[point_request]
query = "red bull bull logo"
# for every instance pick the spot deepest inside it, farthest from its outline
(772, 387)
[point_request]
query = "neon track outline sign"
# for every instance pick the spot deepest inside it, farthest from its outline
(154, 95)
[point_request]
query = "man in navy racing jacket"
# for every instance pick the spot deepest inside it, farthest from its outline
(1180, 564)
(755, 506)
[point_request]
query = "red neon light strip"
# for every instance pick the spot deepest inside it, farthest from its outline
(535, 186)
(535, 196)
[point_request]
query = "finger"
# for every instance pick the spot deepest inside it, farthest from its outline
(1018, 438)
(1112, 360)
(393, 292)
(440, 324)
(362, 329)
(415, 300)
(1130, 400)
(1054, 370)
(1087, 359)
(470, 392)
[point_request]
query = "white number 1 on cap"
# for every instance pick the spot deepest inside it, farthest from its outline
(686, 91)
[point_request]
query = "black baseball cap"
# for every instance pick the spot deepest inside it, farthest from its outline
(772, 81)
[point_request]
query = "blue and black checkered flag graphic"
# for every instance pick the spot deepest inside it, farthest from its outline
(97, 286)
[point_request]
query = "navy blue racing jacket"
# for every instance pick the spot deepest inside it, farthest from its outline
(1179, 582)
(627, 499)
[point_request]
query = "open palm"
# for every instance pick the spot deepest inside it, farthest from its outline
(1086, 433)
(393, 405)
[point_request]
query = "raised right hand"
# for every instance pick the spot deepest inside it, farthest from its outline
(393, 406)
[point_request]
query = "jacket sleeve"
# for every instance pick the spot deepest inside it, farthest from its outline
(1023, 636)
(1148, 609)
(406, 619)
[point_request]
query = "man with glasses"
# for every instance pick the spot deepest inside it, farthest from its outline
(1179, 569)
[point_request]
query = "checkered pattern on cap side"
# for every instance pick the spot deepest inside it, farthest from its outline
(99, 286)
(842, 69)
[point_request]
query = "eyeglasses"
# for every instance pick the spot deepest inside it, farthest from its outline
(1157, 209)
━━━━━━━━━━━━━━━━
■ WHAT YOU WILL DO ■
The answer should consist of every line above in which "blue" appears.

■ RESULT ■
query = "blue and black checkered flag graphic"
query = "navy blue racing jacket"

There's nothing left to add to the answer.